▶ _Passage provided_:
╭──
Key Points:
- Memorial United Methodist Church in Gladstone, Michigan, lost about a third of its membership because of a failed vote to disaffiliate from the denomination over LGBTQ+ and other issues.
- The Rev. Terri Branstrom turned to some United Methodist friends who wrote a book about dealing with conflict in local churches for assistance.
- The church is now moving forward with a new Sunday school class and other activities as other members of the congregation step up to replace church leaders who have left.
It was a small start, but a start nonetheless: a new Sunday school class, with nine young students.
Memorial United Methodist Church in Gladstone, Michigan, lost about 35% of its membership after a vote to disaffiliate from The United Methodist Church came up short. Many folks on the losing side officially left the church or just stopped showing up. Some of them were longtime congregation leaders.
“We hadn’t had (Sunday school) in several years,” said the Rev. Terri Branstrom, pastor of Memorial, located about 40 miles north of Green Bay, Wisconsin, in the Upper Peninsula of Michigan.
“There was a group that said, ‘We think we need one,’ and they worked toward that,” Branstrom said. “Granted, it was only nine children. But that’s nine children that would not have been there normally, right?”
That modest step forward was discerned using a process Branstrom and the folks who opted to stay at Memorial underwent with the help of fellow United Methodists Mary Gladstone-Highland, Katy Stokes and Christina Wichert. The trio wrote “Calm: How to End Destructive Conflict in Your Church.”
╰──
▶ _Data excerpts_:
╭──
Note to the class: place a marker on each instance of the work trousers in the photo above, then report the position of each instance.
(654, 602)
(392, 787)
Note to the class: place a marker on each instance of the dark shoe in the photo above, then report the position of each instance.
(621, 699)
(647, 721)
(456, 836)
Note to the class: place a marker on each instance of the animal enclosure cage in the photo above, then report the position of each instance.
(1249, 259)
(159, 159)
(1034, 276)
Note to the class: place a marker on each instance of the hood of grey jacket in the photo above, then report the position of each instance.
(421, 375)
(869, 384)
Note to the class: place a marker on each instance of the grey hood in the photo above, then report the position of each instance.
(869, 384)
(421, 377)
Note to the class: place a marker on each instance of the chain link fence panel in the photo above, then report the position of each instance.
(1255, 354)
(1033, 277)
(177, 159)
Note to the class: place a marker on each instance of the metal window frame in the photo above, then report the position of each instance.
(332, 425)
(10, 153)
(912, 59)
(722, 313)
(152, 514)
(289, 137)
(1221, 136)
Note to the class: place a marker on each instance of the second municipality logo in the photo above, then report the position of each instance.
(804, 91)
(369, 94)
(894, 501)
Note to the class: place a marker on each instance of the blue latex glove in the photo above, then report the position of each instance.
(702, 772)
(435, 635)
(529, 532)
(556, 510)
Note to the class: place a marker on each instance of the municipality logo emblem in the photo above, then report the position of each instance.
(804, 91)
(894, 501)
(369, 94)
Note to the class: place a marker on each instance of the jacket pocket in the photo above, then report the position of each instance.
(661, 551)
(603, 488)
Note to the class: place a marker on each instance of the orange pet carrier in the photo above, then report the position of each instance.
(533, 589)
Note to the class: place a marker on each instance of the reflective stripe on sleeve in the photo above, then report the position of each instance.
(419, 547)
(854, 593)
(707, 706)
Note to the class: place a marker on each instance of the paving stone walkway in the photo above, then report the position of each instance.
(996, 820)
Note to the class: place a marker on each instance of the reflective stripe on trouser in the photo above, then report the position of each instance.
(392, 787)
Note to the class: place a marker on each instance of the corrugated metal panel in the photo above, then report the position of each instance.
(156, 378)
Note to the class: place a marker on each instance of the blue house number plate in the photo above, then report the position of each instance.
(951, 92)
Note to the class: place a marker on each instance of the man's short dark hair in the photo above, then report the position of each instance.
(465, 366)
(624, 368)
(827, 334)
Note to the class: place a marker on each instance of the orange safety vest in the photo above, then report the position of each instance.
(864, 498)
╰──
▶ _The tasks_:
(1) Reproduce word for word the part of the article on the Gladstone church that begins at the words "- The church" and ends after the words "longtime congregation leaders.".
(2) Quote the lines of the listing exactly, starting at the line that contains "of the man's" and continuing through the last line of the listing.

▶ _Problem solutions_:
(1)
- The church is now moving forward with a new Sunday school class and other activities as other members of the congregation step up to replace church leaders who have left.
It was a small start, but a start nonetheless: a new Sunday school class, with nine young students.
Memorial United Methodist Church in Gladstone, Michigan, lost about 35% of its membership after a vote to disaffiliate from The United Methodist Church came up short. Many folks on the losing side officially left the church or just stopped showing up. Some of them were longtime congregation leaders.

(2)
Note to the class: place a marker on each instance of the man's short dark hair in the photo above, then report the position of each instance.
(465, 366)
(624, 368)
(827, 334)
Note to the class: place a marker on each instance of the orange safety vest in the photo above, then report the position of each instance.
(864, 498)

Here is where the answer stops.